Stored dataset items
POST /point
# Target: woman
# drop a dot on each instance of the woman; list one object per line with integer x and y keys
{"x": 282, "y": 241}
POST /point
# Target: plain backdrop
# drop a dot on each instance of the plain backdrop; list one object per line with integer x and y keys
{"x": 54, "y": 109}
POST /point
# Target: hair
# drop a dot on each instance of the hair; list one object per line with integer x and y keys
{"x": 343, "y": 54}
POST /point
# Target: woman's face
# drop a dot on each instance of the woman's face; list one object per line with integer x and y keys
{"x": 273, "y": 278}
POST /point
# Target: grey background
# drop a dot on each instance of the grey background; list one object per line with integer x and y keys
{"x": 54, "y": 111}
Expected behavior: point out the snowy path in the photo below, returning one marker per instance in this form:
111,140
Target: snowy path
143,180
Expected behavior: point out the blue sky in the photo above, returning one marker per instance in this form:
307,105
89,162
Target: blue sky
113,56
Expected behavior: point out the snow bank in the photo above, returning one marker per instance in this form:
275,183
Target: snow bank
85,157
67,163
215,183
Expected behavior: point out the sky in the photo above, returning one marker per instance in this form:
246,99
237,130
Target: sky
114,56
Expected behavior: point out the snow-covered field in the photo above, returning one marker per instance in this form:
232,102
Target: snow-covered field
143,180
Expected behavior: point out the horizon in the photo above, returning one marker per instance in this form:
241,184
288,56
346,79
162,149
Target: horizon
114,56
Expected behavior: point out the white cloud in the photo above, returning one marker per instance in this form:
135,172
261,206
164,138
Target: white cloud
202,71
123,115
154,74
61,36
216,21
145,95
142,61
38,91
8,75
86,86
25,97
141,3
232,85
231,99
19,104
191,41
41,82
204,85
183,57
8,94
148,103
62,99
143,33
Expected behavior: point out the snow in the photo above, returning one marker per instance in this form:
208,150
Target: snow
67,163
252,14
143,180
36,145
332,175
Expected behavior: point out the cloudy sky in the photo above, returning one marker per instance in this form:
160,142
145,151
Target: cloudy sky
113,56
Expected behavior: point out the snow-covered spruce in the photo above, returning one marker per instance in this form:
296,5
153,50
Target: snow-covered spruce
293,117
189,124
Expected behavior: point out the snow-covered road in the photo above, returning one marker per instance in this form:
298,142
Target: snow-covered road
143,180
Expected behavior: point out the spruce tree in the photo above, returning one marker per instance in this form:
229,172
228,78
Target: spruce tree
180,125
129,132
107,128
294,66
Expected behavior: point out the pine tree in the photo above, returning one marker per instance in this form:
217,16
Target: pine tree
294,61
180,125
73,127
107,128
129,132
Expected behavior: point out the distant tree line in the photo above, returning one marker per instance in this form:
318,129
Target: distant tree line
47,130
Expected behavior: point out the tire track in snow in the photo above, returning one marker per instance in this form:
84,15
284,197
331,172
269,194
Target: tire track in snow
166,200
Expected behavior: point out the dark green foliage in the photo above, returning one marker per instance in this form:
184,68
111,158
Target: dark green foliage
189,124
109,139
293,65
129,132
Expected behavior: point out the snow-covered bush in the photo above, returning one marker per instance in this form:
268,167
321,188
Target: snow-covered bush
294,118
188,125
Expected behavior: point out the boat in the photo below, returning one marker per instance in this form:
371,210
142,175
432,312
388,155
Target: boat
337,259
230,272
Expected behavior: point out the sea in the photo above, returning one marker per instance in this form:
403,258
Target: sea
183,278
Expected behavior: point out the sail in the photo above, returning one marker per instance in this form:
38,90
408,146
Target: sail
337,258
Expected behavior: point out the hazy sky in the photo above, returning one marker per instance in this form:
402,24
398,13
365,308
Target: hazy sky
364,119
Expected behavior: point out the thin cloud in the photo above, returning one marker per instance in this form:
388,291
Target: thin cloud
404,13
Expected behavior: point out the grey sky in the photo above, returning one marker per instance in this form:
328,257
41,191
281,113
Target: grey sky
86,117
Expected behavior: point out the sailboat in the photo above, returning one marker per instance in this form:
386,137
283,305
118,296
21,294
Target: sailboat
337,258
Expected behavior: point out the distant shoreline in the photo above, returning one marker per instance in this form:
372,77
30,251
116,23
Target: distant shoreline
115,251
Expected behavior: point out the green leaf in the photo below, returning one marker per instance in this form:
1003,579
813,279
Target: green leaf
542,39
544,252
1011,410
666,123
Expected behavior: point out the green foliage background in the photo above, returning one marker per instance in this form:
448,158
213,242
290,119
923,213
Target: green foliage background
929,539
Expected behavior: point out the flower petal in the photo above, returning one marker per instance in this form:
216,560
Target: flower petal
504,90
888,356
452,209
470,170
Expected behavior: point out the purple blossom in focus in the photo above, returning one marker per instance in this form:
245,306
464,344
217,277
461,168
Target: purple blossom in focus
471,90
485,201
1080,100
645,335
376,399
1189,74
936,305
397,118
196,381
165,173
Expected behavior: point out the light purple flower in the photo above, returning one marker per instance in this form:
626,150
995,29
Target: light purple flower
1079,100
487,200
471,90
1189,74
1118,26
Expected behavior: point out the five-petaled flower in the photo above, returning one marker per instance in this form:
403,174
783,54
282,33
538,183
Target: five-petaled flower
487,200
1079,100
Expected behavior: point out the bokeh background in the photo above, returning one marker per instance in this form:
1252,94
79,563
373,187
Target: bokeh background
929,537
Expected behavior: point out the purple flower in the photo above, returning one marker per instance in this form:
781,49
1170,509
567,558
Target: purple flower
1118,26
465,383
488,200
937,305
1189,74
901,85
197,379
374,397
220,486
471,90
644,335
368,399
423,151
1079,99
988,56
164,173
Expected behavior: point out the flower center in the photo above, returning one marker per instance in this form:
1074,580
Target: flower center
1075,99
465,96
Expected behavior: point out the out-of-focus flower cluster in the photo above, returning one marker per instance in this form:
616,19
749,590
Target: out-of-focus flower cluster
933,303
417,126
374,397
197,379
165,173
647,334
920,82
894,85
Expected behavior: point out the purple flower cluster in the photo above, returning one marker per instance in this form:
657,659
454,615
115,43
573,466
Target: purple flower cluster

**Activity**
Pull every line containing the word "below" out of the entries above.

**Solution**
Expected behavior: point out the snowy path in the photo below, returning one marker per instance in this form:
Expected behavior: point out the boat in the photo below, returning one marker per instance in this form:
Expected behavior: point out the green leaf in the photo below, returning one marker per instance in this form:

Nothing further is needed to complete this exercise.